_Exercícios propostos_.
1. De acordo com o texto sobre a entrevista de Cláudio Lembo, quanto tempo durou o mandato dele como governador de São Paulo?
2. Prossiga com o texto sobre a entrevista de Cláudio Lembo a partir da última frase apresentada.

Em entrevista, Cláudio Lembo desanca tucanos e o ''velho PFL''

Em entrevista à revista semanal IstoÉ, o ex-governador de São Paulo, Cláudio Lembo (PFL), condena ''idéia de superioridade'' dos tucanos paulistas e cita particularmente o atual governador José Serra como um dos tucanos que alimenta ares de arrogância. Le

 


 


O governador de São Paulo, José Serra (PSDB), não quis alimentar polêmica neste sábado com o ex-governador Cláudio Lembo (PFL), que lhe fez várias críticas em entrevista à revista IstoÉ. Lembo insinuou considerar Serra ''narcisista'' e disse que o ''tucanato paulista tem uma idéia própria de superioridade''.


 


Ao participar da 2ª Festa do Ano Novo Chinês, que acontece na Liberdade, região central de São Paulo, Serra disse não ter conhecimento da entrevista e chegou a pedir uma cópia da revista. Leu o texto, mas continuou calado.


 


Lembo, que substituiu Geraldo Alckmin no governo de São Paulo quando o tucano deixou o cargo para concorrer às eleições presidenciais, reclama que secretários de Serra o acusam de má gestão e diz que fez apenas um governo de transição.


 


''Preservei a estrutura de governo do PSDB. O problema é que o PSDB tem uma visão autofágica da política. Come-se a si mesmo. Isso não leva a nada, mas acho que eles não entendem'', afirmou o pefelista, segundo a IstoÉ. ''Serra é apenas o registro do tucano médio. Ele tem uma tendência a buscar a perfeição'', comentou ele, sobre seu sucessor.


 


Confira abaixo a íntegra da entrevista publicada na IstoÉ:



 


Por Marco Damiani
 


O ex-governador Cláudio Lembo nasceu para a política dentro da Arena, o partido de apoio ao regime militar. Evoluiu pelas trocas de nomes da legenda até chegar ao PFL, pelo qual cumpriu um mandato de nove meses como governador de São Paulo, em 2006. Tarimbado, ele sustenta que chegou a hora de o partido dar um fim a si mesmo, buscando outro nome e bandeiras mais identificadas “com os pequeno-burgueses da cidade e do campo”. O espaço político, acredita, está aberto, principalmente porque o PSDB não está sabendo cumprir esse papel. “Os tucanos são autofágicos, comem-se a si mesmos”, avalia. A ira disfarçada em ironia tem a ver com a postura assumida pelo governador José Serra em relação à sua gestão em São Paulo. Depois que lhe passou o pavilhão do Estado, em 1º de janeiro, nunca mais Lembo foi convidado para uma conversa no Palácio dos Bandeirantes. Agora, vê crescerem os disparos dos tucanos contra a sua curta administração, na qual contratos teriam sido malfeitos e até a peça orçamentária pouco ajudaria o Estado. O ex credita o fim do diálogo com Serra ao fato de o governador se achar “mais experiente que os demais”, alerta que se pode fazer muito no governo, “menos ser narcisista”, e lembra que agiu, no poder, como um governador de transição que preservou “a estrutura montada pelo PSDB”. Foi um Lembo inspirado e ferino o político que atendeu ISTOÉ na terça-feira 6 para a entrevista a seguir:



Os tucanos têm criticado sua gestão à frente do Estado. Isso lhe incomoda?

_Extrato de dados_.
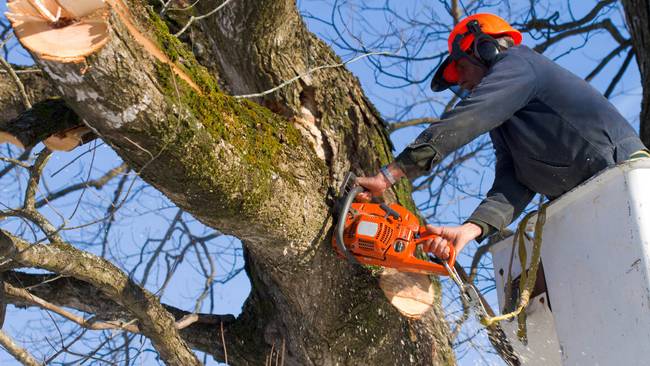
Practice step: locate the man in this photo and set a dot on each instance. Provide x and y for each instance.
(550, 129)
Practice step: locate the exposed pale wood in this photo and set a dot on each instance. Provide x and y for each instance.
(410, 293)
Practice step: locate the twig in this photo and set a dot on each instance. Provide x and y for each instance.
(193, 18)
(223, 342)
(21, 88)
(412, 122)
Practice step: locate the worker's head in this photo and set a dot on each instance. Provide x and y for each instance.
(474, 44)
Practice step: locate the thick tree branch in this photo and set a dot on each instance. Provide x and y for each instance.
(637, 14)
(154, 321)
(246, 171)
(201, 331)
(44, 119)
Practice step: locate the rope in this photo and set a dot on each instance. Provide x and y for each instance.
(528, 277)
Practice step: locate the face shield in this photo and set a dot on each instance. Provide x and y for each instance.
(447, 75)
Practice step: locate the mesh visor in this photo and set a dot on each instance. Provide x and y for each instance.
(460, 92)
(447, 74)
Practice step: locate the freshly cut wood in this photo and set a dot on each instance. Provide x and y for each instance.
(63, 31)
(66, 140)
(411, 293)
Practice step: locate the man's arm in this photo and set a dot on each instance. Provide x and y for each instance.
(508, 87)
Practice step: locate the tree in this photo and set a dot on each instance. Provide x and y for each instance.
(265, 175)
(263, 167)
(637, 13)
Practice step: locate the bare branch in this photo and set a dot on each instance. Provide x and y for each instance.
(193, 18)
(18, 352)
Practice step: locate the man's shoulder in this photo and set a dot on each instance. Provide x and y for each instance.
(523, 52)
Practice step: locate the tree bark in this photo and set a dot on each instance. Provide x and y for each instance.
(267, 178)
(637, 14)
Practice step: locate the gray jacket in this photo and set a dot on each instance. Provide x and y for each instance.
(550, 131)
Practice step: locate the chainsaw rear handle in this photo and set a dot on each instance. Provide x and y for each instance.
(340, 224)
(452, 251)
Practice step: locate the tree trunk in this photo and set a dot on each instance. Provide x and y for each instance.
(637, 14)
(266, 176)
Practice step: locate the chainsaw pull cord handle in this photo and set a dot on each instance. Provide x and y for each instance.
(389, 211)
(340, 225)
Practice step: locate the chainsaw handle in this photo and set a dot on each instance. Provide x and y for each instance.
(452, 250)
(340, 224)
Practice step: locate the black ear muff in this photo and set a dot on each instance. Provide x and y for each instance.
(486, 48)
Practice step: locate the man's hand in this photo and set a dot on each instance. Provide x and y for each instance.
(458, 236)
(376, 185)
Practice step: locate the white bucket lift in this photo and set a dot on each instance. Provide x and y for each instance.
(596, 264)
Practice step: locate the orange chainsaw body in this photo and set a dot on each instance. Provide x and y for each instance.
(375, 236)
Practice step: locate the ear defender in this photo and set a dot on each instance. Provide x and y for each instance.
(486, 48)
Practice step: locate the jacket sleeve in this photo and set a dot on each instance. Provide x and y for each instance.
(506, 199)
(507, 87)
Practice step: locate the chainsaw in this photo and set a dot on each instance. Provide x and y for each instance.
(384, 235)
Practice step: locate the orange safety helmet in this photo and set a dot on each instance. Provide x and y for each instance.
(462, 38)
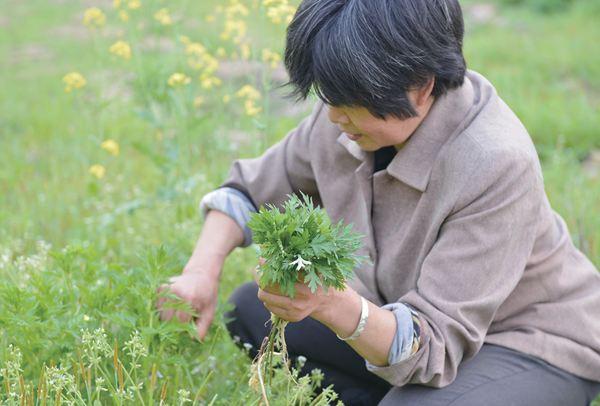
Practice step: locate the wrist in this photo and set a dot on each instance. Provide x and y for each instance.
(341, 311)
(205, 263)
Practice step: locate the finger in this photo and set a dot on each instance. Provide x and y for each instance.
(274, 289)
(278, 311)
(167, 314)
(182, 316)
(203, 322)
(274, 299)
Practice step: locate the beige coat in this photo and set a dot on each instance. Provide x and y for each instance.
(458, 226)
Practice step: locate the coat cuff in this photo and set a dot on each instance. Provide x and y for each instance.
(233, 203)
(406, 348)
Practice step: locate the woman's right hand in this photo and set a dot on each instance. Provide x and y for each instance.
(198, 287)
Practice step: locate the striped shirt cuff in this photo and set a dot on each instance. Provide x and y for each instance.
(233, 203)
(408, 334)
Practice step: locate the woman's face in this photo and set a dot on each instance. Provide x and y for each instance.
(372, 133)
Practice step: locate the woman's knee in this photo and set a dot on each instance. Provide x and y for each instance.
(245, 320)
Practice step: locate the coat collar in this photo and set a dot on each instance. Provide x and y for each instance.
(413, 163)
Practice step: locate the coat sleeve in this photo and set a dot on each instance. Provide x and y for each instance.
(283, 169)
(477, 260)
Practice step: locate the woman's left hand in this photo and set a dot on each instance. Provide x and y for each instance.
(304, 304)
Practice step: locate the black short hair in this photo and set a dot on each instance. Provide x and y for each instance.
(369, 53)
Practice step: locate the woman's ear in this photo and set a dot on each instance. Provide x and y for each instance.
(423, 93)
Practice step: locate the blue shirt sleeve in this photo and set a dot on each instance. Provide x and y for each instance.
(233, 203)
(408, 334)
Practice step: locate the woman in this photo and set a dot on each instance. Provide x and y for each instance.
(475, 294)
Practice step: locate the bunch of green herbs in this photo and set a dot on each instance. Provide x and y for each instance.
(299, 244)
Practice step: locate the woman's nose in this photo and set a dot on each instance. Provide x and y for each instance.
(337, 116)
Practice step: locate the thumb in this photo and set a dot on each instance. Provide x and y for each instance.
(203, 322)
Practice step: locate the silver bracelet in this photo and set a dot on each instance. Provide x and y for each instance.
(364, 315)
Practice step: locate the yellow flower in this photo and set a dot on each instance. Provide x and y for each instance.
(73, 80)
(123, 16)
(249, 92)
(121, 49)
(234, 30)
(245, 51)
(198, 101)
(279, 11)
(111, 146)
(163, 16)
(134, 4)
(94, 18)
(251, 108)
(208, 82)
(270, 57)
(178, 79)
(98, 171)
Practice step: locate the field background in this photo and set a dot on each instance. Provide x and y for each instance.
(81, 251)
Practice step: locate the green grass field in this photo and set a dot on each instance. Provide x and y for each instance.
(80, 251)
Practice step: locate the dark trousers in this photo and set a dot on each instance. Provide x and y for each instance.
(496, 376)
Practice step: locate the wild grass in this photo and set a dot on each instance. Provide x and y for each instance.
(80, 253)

_Respostas_.
1. Nove meses, em 2006.

2.
Cláudio Lembo – Nem um pouco. Há críticas infundadas, provenientes de uma visão de mundo perfeito, que não existe. As ruas têm sido solidárias comigo, é o que me importa. Li pela imprensa, agora, análises dos atuais secretários sobre o projeto de orçamento, que está sendo discutido na Assembléia Legislativa. Ora, se ele contiver equívocos, é só mandar emendas com as alterações. Não precisam derrubar tudo.


 


Então o sr. se importa.
Lembo – Não, porque eu sei que é difícil para os tucanos agir de outra maneira. Eu fiz um governo de transição, no qual preservei a estrutura de governo do PSDB. O problema é que o PSDB tem uma visão autofágica da política. Come-se a si mesmo. Isso não leva a nada, mas acho que eles não entendem.


 


O sr. foi bastante procurado pelo então governador eleito José Serra durante a fase de transição de governo. Depois da posse, voltaram a se falar?
Lembo – Não. Eu não fui mais convidado pelo governador Serra para nenhum diálogo. Não estivemos juntos nenhuma vez. A última vez que o vi oficialmente foi no dia 1º de janeiro, quando ele tomou posse e eu ofereci todo o suporte necessário para uma transmissão em nível civilizado. Posteriormente, nos vimos numa mera reunião oficial no Tribunal de Contas do Estado. Ele foi educado. E só.


 


Para a transferência de informações, não teria sido mais adequado que as conversas continuassem?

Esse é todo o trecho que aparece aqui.